◆ Short problem
Reproduce every one of the records below word for word, leaving out the pictures.

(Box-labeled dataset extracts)
## Start

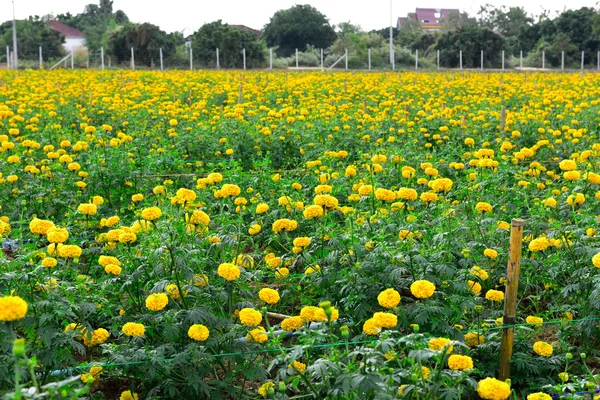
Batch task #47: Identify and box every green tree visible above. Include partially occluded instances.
[192,20,265,68]
[0,16,65,60]
[108,23,176,66]
[263,5,336,56]
[435,25,504,68]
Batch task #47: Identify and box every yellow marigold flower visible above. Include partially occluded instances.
[465,332,485,347]
[121,322,146,337]
[410,280,435,299]
[281,316,304,332]
[0,296,29,322]
[42,257,58,268]
[475,201,493,212]
[256,203,269,214]
[29,218,54,235]
[377,288,400,308]
[483,249,498,259]
[119,390,139,400]
[188,324,210,342]
[363,318,381,335]
[246,326,269,343]
[373,312,398,328]
[302,205,324,219]
[104,264,123,275]
[448,354,473,371]
[248,224,262,236]
[142,207,162,221]
[477,378,511,400]
[533,341,553,357]
[592,253,600,268]
[146,293,169,311]
[58,244,81,258]
[290,361,306,372]
[467,281,481,294]
[82,328,110,347]
[429,338,454,353]
[258,382,275,397]
[46,226,69,243]
[258,288,279,304]
[239,308,262,326]
[527,392,552,400]
[485,289,504,301]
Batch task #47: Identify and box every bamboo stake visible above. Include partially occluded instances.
[498,218,525,382]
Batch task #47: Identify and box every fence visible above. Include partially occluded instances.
[0,46,600,71]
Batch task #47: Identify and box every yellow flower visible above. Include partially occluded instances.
[119,390,139,400]
[121,322,146,337]
[240,308,262,326]
[142,207,162,221]
[246,326,269,343]
[429,338,454,353]
[477,378,511,400]
[217,263,241,281]
[188,324,210,342]
[0,296,29,322]
[281,316,304,332]
[533,341,553,357]
[377,288,400,308]
[448,354,473,371]
[258,288,279,304]
[146,293,169,311]
[410,280,435,299]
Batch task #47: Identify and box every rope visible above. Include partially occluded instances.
[48,318,600,372]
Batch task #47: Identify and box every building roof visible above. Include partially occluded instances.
[48,19,85,38]
[231,25,262,36]
[415,8,459,29]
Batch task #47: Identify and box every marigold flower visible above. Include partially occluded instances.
[477,378,511,400]
[533,341,553,357]
[239,308,262,326]
[0,296,29,322]
[121,322,146,337]
[448,354,473,371]
[146,293,169,311]
[410,280,435,299]
[188,324,210,342]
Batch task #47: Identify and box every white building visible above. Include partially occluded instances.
[48,20,85,53]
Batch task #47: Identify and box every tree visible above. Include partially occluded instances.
[192,20,265,68]
[263,4,337,57]
[435,25,504,68]
[0,16,65,60]
[108,23,176,66]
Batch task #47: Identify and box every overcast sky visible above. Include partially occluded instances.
[9,0,598,35]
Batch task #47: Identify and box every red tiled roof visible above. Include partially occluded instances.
[415,8,459,27]
[48,20,85,37]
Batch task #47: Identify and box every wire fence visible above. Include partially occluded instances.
[0,45,600,71]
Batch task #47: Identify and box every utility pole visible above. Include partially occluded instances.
[390,0,394,64]
[13,0,17,69]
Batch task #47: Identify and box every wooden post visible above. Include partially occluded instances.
[498,218,525,382]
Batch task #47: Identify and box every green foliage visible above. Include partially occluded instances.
[192,20,265,68]
[108,23,176,66]
[263,4,336,56]
[0,16,64,60]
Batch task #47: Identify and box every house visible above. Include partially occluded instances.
[396,8,460,31]
[47,19,85,53]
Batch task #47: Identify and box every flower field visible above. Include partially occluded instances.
[0,70,600,400]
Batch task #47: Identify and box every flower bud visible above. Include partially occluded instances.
[13,338,25,357]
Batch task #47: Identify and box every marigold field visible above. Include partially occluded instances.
[0,70,600,400]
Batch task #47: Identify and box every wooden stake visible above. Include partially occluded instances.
[500,106,506,133]
[498,218,525,382]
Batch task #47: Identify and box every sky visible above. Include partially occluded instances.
[9,0,599,35]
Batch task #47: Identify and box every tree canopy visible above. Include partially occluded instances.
[263,4,336,56]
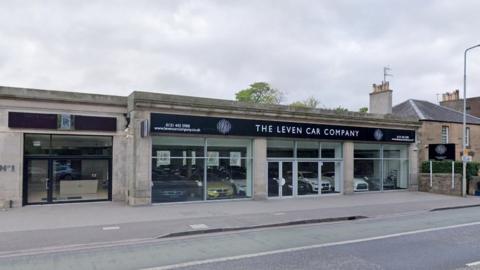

## End

◆ Task answer
Batch task #47: Identify and box every green tree visible above. Include partially occluded instances.
[192,20,265,68]
[0,16,65,60]
[108,23,176,66]
[263,5,336,56]
[435,25,504,68]
Batch task #47: Identify and box every yellow marigold flower visible above. Include partially occluded instances.
[465,332,485,347]
[121,322,146,337]
[410,280,435,299]
[281,316,304,332]
[0,296,29,322]
[42,257,58,268]
[475,201,493,212]
[256,203,269,214]
[29,218,54,235]
[377,288,400,308]
[483,249,498,259]
[119,390,139,400]
[188,324,210,342]
[363,318,381,335]
[246,326,269,343]
[373,312,398,328]
[302,205,324,219]
[104,264,123,275]
[448,354,473,371]
[248,224,262,236]
[142,207,162,221]
[477,378,511,400]
[533,341,553,357]
[592,253,600,268]
[146,293,169,311]
[58,244,81,258]
[290,361,306,372]
[467,281,481,294]
[82,328,110,347]
[429,338,454,353]
[258,382,275,397]
[46,226,69,243]
[258,288,279,304]
[239,308,262,326]
[527,392,552,400]
[485,289,504,301]
Batch task #47: Identify and box every bamboo stake visible above. Include partially occluded instances.
[498,218,525,382]
Batch task #47: Identify and box every fence visible above. Include partially occluded instances.
[0,46,600,71]
Batch task #47: Identify and box every yellow flower visible above. Include partially occluded instances.
[119,390,139,400]
[121,322,146,337]
[240,308,262,326]
[142,207,162,221]
[246,326,269,343]
[429,338,454,353]
[477,378,511,400]
[217,263,241,281]
[188,324,210,342]
[0,296,29,322]
[281,316,304,332]
[533,341,553,357]
[377,288,400,308]
[448,354,473,371]
[258,288,279,304]
[146,293,169,311]
[410,280,435,299]
Batch task #47: Identify and box every rope visible above. Include partially occluded instances.
[48,318,600,372]
Batch task #47: Identify and box every building roof visible above. Include partially occluded instances.
[48,19,85,38]
[231,25,262,36]
[415,8,459,29]
Batch task #47: Identify and box every marigold flower visible above. Include partially occluded instances.
[477,378,511,400]
[533,341,553,357]
[239,308,262,326]
[0,296,29,322]
[121,322,146,337]
[448,354,473,371]
[146,293,169,311]
[410,280,435,299]
[188,324,210,342]
Batch task #47: Identify and box every white building visible above. Include partially occluded instances.
[48,20,85,53]
Batch task #47: Identify and box every tree visible above. Include partially occluded instances.
[192,20,265,68]
[263,4,337,57]
[435,25,504,68]
[0,16,65,60]
[108,23,176,66]
Batch task #47: Identify and box every overcast sky visible above. Include partially occluded instances.
[9,0,598,35]
Batch task #47: Identify and box every red tiled roof visible above. Include partially occluded instances.
[415,8,459,27]
[48,20,85,37]
Batch task #47: Identify and box every wire fence visible above. Include partially occluded instances.
[0,45,600,71]
Batch task #47: Identify and box every utility pole visible above. Include partially occluded instances.
[390,0,394,64]
[13,0,17,69]
Batch task #47: Identify and box every wooden post visible above. Include partially occluded instances.
[498,218,525,382]
Batch task #47: Identify and box every green foliage visible above. Include partially occluded instances.
[192,20,265,68]
[108,23,176,66]
[263,4,336,56]
[0,16,64,60]
Batch task #47: Identify and box every house visible above. Include partially occluded instances.
[396,8,460,31]
[47,19,85,53]
Batch task #47: Identify and box every flower field visible above. Include partially occluded instances.
[0,70,600,400]
Batch task #47: Identify and box every flower bud visible above. Include partially occluded instances.
[13,338,25,357]
Batch task #47: Identify and box every marigold field visible above. Include partially occluded instances.
[0,70,600,400]
Batch task #47: Identify and box every wooden stake visible above. Include partially occluded instances.
[500,106,506,133]
[498,218,525,382]
Batch task #47: Identify and box every sky visible above. Include partially occluded instances.
[9,0,599,35]
Batch task #47: Identify and box every tree canopy visible above. Include partially occluded instances.
[263,4,336,56]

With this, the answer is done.